WHAT IS ASKED: Report only the number of lines in the rows below that contain the string "light", matching case exactly.

MATERIAL FOR THIS TASK:
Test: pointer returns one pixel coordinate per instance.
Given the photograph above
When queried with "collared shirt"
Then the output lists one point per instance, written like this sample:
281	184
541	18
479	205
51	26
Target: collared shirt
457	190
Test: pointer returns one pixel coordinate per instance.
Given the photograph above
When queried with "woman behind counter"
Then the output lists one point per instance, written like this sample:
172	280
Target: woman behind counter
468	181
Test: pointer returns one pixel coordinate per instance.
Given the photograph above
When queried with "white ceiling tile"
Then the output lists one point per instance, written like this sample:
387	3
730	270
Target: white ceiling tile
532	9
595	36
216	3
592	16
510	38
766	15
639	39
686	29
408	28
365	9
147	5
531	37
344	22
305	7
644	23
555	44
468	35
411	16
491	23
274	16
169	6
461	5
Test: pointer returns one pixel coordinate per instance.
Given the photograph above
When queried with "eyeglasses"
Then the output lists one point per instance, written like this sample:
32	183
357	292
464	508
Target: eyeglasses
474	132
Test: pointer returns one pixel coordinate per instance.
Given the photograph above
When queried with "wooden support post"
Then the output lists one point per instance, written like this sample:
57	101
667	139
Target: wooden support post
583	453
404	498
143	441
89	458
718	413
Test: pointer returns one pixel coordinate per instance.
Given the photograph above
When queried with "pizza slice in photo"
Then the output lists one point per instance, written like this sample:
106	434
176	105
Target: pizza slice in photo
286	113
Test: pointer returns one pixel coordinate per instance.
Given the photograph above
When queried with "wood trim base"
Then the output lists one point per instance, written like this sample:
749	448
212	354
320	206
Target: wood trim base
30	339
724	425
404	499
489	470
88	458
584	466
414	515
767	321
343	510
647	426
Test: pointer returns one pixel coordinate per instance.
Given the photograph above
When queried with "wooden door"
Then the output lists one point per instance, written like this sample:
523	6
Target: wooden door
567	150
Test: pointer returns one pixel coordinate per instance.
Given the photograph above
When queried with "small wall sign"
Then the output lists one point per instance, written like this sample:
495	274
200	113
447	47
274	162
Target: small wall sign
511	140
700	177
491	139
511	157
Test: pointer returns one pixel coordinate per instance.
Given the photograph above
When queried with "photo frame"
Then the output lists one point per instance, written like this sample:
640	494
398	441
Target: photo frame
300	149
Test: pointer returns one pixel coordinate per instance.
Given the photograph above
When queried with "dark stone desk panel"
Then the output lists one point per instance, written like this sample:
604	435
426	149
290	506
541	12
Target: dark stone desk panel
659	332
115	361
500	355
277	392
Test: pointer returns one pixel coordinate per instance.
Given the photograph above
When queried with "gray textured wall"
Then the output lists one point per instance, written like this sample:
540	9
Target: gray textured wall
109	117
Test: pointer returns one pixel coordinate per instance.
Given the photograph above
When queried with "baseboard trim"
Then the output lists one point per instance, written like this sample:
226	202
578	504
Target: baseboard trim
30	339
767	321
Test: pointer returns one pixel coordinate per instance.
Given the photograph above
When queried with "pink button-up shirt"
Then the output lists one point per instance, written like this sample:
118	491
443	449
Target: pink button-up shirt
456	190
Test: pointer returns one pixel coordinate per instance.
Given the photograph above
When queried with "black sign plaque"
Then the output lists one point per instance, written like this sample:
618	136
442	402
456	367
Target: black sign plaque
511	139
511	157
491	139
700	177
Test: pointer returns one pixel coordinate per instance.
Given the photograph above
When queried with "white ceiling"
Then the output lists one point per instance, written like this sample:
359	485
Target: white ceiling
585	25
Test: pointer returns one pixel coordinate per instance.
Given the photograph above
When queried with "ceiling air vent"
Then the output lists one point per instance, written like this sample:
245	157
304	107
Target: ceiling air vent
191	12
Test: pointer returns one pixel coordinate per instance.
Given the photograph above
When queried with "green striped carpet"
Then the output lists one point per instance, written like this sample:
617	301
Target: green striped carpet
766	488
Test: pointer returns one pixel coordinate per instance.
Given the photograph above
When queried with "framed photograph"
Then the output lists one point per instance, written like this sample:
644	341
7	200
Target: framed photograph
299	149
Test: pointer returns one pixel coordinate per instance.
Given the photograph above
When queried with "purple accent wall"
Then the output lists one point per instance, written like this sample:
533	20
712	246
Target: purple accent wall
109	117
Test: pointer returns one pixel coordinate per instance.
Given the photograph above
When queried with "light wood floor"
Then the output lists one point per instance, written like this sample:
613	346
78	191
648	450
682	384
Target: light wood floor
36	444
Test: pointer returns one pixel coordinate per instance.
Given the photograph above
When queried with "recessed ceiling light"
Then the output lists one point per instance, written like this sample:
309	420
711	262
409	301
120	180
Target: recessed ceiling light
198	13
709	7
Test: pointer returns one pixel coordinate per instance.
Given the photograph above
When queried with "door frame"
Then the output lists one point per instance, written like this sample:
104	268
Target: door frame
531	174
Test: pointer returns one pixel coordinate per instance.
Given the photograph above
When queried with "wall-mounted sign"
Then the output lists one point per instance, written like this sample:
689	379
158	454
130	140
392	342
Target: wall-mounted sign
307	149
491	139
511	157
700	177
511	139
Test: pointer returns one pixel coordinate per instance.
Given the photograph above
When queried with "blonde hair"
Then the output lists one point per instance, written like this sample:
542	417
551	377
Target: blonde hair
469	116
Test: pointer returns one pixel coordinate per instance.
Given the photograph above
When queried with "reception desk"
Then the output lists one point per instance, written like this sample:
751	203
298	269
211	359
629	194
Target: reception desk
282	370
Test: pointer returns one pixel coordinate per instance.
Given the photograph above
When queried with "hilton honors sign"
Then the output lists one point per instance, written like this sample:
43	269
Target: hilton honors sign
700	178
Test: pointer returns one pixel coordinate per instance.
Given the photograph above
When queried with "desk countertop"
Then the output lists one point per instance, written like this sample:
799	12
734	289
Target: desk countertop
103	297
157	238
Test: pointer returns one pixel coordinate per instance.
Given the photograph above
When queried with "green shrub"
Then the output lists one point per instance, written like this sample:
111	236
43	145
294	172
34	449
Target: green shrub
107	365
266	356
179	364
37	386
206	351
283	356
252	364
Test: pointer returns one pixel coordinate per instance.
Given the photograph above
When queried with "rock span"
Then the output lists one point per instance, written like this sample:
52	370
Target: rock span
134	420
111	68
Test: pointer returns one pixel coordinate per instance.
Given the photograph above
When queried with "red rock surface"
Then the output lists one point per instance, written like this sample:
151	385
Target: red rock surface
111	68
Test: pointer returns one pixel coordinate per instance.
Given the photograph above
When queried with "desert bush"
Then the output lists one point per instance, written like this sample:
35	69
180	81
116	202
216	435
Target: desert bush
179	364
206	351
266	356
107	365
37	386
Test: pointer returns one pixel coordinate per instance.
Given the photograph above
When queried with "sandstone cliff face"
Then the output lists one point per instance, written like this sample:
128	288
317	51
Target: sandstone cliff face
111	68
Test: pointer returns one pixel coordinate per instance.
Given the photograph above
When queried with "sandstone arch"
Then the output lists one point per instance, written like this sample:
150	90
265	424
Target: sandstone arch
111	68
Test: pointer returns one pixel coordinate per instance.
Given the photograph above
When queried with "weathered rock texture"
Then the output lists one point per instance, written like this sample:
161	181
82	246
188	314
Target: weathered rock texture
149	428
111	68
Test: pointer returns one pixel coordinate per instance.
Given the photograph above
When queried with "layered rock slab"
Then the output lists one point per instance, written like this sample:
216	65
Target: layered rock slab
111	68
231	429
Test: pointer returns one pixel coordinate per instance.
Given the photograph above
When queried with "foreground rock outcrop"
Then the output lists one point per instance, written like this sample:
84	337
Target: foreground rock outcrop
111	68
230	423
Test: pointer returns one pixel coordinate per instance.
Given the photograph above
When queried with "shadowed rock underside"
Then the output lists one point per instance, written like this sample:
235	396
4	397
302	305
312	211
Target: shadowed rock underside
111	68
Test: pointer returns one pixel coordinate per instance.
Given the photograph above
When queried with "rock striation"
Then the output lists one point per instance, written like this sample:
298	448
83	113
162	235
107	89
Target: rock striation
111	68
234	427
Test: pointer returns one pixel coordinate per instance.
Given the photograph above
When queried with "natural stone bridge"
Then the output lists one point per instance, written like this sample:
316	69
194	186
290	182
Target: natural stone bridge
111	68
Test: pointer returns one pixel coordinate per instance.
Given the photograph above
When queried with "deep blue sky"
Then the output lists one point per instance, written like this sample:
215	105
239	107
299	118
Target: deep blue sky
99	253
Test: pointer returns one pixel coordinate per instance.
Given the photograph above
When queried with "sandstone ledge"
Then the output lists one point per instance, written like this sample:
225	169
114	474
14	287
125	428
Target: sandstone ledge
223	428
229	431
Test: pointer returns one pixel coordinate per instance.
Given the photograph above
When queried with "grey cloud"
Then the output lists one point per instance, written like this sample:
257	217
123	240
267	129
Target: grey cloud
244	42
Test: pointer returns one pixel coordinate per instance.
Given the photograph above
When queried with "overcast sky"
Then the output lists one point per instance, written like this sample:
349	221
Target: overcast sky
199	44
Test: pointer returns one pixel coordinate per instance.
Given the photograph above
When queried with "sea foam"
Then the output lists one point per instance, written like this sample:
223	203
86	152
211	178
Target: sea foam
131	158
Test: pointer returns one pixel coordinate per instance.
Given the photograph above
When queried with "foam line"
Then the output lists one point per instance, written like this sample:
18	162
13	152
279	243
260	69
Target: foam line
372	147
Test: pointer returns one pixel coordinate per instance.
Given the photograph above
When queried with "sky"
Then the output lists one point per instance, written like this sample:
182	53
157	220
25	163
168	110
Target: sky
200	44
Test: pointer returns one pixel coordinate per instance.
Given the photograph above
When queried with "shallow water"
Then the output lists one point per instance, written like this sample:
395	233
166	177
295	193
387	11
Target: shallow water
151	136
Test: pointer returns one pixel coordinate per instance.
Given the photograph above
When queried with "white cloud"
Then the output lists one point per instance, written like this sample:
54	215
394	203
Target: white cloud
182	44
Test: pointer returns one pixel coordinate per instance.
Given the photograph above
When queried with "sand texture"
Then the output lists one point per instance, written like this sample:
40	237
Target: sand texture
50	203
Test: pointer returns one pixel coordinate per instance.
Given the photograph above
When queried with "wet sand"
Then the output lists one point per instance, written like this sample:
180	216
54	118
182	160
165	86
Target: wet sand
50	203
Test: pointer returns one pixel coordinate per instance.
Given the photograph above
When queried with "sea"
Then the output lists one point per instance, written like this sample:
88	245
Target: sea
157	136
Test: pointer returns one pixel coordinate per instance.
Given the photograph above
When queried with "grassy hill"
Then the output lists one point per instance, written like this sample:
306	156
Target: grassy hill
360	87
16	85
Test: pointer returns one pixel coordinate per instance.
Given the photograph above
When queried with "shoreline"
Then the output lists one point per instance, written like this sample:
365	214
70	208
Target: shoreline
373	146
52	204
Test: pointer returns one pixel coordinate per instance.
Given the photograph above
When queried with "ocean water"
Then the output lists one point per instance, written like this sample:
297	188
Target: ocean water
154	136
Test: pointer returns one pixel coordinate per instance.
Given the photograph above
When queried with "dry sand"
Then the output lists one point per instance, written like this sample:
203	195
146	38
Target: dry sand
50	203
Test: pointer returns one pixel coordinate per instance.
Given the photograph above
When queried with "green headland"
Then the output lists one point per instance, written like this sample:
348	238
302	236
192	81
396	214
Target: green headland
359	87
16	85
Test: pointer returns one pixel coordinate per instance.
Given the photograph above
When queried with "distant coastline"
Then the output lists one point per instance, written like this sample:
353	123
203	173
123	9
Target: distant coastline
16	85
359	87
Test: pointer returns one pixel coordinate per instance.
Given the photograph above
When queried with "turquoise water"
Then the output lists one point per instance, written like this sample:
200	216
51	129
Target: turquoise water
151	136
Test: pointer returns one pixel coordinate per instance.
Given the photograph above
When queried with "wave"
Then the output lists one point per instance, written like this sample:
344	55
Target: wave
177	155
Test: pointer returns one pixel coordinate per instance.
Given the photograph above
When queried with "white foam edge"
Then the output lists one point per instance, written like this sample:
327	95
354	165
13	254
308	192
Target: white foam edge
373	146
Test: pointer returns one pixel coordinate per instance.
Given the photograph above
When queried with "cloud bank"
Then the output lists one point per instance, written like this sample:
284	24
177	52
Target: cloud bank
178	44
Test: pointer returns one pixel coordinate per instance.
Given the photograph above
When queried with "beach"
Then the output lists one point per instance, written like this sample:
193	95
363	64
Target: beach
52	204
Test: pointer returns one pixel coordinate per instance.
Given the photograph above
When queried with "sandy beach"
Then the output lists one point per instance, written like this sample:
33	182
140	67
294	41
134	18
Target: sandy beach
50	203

EXPECTED ANSWER: 4